_WRITTEN EXERCISE:_
Render every line of the records below as a Markdown table with the columns Row and Text, numbering each row and omitting blank lines.
___
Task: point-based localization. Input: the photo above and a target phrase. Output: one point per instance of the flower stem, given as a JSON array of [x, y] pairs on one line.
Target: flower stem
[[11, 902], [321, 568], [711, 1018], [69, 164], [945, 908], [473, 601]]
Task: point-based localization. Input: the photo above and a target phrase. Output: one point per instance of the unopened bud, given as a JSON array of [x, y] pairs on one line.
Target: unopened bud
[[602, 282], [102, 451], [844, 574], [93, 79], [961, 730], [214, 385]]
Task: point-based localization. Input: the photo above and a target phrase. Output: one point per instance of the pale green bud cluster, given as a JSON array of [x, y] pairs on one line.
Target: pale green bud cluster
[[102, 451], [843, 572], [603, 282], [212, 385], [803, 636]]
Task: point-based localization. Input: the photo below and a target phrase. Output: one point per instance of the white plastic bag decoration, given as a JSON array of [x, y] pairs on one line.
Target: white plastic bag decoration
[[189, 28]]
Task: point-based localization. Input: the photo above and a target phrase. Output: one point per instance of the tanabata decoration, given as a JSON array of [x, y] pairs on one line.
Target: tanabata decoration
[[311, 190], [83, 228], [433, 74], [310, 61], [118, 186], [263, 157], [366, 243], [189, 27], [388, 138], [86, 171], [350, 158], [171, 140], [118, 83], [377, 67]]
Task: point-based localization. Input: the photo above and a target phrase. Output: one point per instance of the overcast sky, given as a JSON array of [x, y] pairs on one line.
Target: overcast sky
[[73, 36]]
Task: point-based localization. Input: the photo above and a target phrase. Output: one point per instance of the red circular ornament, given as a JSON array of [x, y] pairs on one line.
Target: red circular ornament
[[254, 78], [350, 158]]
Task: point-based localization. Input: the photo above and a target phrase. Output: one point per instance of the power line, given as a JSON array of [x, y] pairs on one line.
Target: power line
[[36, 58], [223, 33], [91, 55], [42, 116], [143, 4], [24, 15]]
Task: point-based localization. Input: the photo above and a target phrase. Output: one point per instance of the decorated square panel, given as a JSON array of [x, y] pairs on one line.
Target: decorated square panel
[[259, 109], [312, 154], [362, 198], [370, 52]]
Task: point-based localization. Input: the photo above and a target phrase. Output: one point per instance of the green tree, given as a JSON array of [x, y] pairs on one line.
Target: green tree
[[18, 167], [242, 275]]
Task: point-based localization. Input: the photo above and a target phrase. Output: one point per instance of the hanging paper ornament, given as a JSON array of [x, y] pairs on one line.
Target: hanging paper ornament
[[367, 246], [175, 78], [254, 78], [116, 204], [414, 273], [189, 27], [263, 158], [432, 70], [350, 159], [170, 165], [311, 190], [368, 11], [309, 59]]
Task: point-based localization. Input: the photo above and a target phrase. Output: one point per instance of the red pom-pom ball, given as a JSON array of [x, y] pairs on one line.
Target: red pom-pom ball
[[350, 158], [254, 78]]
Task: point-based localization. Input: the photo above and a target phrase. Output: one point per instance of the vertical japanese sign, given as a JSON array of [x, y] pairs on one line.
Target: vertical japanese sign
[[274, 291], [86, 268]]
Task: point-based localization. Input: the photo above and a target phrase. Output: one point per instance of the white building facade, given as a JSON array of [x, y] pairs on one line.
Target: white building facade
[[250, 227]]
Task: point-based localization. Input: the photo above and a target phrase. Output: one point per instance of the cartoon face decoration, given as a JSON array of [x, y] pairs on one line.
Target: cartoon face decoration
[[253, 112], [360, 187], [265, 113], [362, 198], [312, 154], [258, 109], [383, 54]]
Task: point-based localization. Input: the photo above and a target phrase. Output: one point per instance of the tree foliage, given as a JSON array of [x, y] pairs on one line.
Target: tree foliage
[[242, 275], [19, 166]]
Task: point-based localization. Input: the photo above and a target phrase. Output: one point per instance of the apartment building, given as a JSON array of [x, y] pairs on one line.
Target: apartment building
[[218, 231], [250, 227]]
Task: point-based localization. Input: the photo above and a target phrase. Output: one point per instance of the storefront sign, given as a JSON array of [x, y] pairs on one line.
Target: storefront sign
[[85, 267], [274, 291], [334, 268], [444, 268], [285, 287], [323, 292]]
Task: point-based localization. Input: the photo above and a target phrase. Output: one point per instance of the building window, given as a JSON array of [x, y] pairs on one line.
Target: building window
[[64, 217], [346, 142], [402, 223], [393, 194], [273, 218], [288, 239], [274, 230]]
___
_WORKED ANSWER:_
| Row | Text |
|---|---|
| 1 | Task: point-based localization. Input: the photo above and a target phrase. Output: one point per instance of the flower stem, given as a JSON array of [x, y] pairs on one line. |
| 2 | Target: flower stem |
| 3 | [[11, 902], [321, 568], [711, 1018], [69, 164], [945, 908], [473, 601]] |
| 4 | Task: point-based localization. Input: the photo above and a target phrase. Output: one point per instance of the unopened bud, given as a JSON array of [x, y] pairs on one line. |
| 5 | Target: unopened bud |
| 6 | [[602, 282], [102, 451], [844, 574], [93, 79], [961, 730], [214, 385]] |
| 7 | Task: point-based localization. Input: the photo above and a target phrase. Output: one point per instance of the pale green bud cluster, given as a JSON array of [x, y] pairs on one line. |
| 8 | Target: pale green bud cluster |
| 9 | [[102, 451], [843, 572], [603, 282], [212, 385], [803, 636]] |
| 10 | Task: point-based localization. Input: the photo below and a target phrase. Output: one point per instance of the white plastic bag decoration, given as a JSON array of [x, y] pairs on one line. |
| 11 | Target: white plastic bag decoration |
| 12 | [[189, 28]] |
| 13 | Task: point-based localization. Input: the photo above and a target phrase. Output: one point per instance of the tanabata decoration, given as a JSON array of [x, y] pairs on one line. |
| 14 | Target: tanabata decoration |
| 15 | [[311, 190], [83, 228], [433, 74], [310, 61], [118, 186], [263, 157], [366, 243], [189, 27], [388, 138], [86, 171], [350, 158], [171, 140], [118, 83], [377, 67]] |
| 16 | Task: point-based localization. Input: the photo above and a target phrase. Output: one point per instance of the overcast sky, given as a JSON array of [x, y] pairs on one line. |
| 17 | Target: overcast sky |
| 18 | [[73, 36]] |
| 19 | Task: point-based localization. Input: the photo above and a target phrase. Output: one point per instance of the red circular ornament, given as a JSON array of [x, y] pairs on one line. |
| 20 | Target: red circular ornament |
| 21 | [[254, 78], [350, 158]] |
| 22 | Task: point-based localization. Input: the photo above and a target phrase. Output: one point per instance of the power line, given as a JSON array of [x, y] pairs on one line. |
| 23 | Target: power line |
| 24 | [[36, 58], [223, 33], [91, 55], [42, 116], [143, 4], [24, 15]] |
| 25 | Task: point-based localization. Input: the photo above and a target phrase. Output: one point per instance of the decorated square panel, given as a JSON array of [x, y] pairs on one line. |
| 26 | Target: decorated square panel |
| 27 | [[259, 109], [312, 154], [362, 198], [370, 52]] |
| 28 | Task: point-based localization. Input: the photo above and a target phrase. Output: one point per instance of the green tree, given as a JSON array of [x, y] pairs on one line. |
| 29 | Target: green tree |
| 30 | [[18, 167], [242, 275]] |
| 31 | Task: point-based localization. Input: the photo above and a target phrase. Output: one point per instance of the hanging paper ornament, given as a JSON array of [x, y] pairs on one line. |
| 32 | Target: hanging paper ornament |
| 33 | [[367, 246], [175, 78], [254, 78], [116, 204], [414, 273], [189, 27], [263, 158], [432, 70], [350, 159], [170, 165], [311, 190], [368, 11], [309, 59]] |
| 34 | Task: point-based localization. Input: the photo above and a target phrase. Output: one point per instance of the red pom-pom ball, given as a JSON array of [x, y] pairs on one line. |
| 35 | Target: red pom-pom ball |
| 36 | [[350, 158], [254, 78]] |
| 37 | Task: point-based localization. Input: the photo above and a target phrase. Output: one point per instance of the vertical japanese sign, given as a JSON array of [x, y] pairs on one line. |
| 38 | Target: vertical japanese sign |
| 39 | [[274, 291], [86, 268]] |
| 40 | Task: point-based localization. Input: the photo above and a target phrase. Output: one point per instance of the white building facade, given as a JSON array of [x, y] pairs on one line. |
| 41 | Target: white building facade |
| 42 | [[250, 227]] |
| 43 | Task: point-based localization. Input: the photo above and a target phrase. Output: one point per instance of the cartoon face decoration, given as a JSON array of [x, y] pairs on one line. |
| 44 | Target: cartoon face decoration |
| 45 | [[253, 112], [360, 187], [265, 113], [362, 198], [312, 154], [258, 109], [383, 54]] |
| 46 | Task: point-based localization. Input: the photo above and a target phrase. Output: one point per instance of the tree foliage, given as a JSON array of [x, y] pairs on one line. |
| 47 | Target: tree foliage |
| 48 | [[242, 275], [19, 166]] |
| 49 | Task: point-based localization. Input: the photo above and a target phrase. Output: one point per instance of the apartment building, given as a JSON array of [x, y] pairs on one line. |
| 50 | Target: apartment building |
| 51 | [[218, 231], [250, 227]] |
| 52 | Task: point-based localization. Input: the photo above and a target phrase. Output: one point per instance of the storefront sign, given as a JSON array of [x, y] pairs on one line. |
| 53 | Target: storefront sign |
| 54 | [[85, 267], [274, 291], [334, 268], [444, 268], [285, 287], [323, 292]] |
| 55 | Task: point-based localization. Input: the photo above and a target phrase. Output: one point per instance of the building window, given as a JSON array of [x, y] pairs on one line. |
| 56 | Target: building window |
| 57 | [[64, 217], [346, 142], [402, 223], [393, 194], [273, 218], [288, 239], [274, 230]] |